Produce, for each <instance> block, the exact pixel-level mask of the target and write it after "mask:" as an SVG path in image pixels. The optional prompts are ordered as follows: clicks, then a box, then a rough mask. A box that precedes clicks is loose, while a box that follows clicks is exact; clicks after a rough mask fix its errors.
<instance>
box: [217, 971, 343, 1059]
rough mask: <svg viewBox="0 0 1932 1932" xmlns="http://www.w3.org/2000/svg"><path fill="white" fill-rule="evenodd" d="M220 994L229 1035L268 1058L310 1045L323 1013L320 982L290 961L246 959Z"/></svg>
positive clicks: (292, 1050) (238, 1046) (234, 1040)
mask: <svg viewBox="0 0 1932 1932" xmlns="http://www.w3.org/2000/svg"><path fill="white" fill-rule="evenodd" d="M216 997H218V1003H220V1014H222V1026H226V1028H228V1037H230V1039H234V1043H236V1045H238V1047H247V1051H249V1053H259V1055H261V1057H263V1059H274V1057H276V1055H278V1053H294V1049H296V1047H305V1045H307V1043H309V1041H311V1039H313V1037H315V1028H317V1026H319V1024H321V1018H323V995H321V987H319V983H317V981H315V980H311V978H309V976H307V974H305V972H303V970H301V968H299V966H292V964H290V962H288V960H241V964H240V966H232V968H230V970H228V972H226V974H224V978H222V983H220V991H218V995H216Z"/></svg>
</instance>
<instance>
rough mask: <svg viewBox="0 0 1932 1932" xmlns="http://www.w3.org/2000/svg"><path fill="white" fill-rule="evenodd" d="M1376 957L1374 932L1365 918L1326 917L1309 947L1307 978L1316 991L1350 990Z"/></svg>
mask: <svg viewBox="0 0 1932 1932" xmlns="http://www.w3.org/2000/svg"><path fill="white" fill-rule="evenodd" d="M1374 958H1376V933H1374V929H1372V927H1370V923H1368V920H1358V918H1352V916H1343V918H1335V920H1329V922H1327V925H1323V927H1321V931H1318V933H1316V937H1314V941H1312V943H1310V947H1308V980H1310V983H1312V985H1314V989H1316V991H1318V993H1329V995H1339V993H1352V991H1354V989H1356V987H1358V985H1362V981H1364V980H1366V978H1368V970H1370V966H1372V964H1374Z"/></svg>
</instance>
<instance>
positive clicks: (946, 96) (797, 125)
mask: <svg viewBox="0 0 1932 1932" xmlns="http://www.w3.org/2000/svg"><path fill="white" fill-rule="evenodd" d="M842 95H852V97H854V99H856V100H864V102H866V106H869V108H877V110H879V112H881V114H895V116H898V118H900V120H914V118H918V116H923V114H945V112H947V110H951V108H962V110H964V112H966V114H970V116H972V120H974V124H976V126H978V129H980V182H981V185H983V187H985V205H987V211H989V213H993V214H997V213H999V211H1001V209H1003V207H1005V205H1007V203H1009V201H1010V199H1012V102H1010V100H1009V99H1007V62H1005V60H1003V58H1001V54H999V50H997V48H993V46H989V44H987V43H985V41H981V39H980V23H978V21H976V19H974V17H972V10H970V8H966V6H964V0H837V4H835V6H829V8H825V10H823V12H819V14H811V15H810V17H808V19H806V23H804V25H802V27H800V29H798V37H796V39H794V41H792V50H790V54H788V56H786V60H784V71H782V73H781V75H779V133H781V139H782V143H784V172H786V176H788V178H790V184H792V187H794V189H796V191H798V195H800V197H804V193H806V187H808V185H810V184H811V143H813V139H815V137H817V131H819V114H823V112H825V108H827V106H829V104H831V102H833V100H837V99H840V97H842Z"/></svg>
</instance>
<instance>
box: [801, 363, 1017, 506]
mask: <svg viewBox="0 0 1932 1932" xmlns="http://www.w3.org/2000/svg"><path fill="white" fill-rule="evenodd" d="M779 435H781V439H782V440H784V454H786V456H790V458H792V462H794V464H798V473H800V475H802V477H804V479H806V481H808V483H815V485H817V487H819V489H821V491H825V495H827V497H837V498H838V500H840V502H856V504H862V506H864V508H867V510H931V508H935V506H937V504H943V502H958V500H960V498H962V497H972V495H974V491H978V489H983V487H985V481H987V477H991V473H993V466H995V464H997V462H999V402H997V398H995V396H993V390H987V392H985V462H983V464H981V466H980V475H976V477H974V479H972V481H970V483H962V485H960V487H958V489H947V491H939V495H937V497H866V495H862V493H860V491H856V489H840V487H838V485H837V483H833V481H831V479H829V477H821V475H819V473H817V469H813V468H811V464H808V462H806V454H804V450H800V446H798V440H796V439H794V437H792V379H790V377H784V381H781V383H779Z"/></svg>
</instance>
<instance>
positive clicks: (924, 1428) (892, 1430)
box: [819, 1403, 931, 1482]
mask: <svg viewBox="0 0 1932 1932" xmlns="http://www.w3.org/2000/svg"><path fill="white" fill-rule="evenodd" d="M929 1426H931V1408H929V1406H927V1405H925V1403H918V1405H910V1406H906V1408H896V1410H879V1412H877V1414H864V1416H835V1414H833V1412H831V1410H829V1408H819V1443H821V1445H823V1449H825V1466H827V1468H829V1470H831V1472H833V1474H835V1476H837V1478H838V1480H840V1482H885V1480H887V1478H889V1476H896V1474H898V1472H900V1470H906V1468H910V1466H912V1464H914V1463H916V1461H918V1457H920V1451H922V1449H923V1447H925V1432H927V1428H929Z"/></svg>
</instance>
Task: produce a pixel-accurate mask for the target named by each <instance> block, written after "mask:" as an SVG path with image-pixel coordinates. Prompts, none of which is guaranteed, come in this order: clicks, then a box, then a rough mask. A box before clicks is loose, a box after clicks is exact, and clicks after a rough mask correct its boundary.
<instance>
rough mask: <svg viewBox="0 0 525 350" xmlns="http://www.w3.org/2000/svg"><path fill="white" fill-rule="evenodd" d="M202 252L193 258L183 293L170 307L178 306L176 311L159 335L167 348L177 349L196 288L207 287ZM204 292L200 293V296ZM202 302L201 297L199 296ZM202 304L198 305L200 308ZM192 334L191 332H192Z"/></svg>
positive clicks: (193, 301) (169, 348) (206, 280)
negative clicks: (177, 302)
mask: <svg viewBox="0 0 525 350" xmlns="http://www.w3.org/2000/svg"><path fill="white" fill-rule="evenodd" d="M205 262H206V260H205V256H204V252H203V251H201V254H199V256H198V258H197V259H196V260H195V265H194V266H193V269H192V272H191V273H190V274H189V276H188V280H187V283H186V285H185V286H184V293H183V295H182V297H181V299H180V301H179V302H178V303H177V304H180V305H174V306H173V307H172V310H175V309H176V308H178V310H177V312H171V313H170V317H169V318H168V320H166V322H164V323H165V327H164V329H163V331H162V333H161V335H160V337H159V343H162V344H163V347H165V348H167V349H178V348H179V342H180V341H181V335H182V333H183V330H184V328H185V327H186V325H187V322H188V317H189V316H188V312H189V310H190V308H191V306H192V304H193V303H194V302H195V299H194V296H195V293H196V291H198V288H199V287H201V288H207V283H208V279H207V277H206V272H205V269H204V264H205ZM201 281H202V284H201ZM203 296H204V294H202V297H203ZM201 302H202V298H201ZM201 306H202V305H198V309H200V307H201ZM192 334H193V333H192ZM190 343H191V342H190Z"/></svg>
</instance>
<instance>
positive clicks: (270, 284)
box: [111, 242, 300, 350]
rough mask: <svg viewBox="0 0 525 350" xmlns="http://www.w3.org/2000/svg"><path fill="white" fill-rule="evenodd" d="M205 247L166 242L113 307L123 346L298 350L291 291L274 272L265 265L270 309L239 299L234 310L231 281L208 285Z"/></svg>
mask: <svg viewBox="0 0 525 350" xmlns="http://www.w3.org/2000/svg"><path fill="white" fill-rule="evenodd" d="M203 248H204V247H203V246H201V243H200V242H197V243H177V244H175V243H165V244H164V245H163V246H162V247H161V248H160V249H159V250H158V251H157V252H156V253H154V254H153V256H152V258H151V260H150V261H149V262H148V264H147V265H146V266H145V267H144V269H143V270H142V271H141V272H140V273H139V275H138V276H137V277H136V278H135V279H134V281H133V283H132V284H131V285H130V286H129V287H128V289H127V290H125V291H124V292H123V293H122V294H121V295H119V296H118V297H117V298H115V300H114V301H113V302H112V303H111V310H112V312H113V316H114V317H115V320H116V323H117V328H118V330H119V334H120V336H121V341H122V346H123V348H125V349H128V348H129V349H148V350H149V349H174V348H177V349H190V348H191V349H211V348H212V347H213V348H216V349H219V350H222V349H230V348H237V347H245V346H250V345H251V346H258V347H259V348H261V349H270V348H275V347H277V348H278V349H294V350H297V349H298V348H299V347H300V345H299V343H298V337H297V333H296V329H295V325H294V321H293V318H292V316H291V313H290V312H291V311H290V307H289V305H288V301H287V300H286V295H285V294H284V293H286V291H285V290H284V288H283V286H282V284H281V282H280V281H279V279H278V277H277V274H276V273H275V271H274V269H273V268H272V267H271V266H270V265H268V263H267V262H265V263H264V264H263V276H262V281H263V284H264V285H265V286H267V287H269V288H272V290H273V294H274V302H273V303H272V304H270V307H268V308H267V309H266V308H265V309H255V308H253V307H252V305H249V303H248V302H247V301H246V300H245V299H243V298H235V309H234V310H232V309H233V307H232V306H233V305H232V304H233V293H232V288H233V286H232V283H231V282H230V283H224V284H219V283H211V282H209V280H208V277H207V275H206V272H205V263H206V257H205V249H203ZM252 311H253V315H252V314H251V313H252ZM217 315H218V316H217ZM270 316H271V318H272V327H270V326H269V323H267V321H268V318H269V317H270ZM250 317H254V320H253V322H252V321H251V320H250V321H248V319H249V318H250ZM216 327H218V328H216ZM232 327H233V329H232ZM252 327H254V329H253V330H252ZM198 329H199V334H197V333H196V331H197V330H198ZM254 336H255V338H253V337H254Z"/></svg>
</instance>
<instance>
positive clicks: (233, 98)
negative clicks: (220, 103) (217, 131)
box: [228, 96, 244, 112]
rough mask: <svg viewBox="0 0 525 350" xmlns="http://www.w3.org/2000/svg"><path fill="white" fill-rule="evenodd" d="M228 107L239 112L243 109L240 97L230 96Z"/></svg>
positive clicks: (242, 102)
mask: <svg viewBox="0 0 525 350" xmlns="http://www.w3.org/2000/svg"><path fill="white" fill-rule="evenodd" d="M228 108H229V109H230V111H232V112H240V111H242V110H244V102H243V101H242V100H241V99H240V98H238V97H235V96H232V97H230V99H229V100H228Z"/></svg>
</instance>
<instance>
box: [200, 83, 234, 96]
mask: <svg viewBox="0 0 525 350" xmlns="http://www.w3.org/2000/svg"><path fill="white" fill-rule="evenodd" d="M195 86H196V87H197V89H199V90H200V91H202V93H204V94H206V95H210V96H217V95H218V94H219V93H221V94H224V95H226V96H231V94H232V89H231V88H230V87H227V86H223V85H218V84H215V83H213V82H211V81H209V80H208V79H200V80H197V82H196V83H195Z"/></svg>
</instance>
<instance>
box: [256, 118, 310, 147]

▶ **What the task requires**
Say how many lines in the entries contain the string "exact", and leave out everything else.

▶ **Response area**
2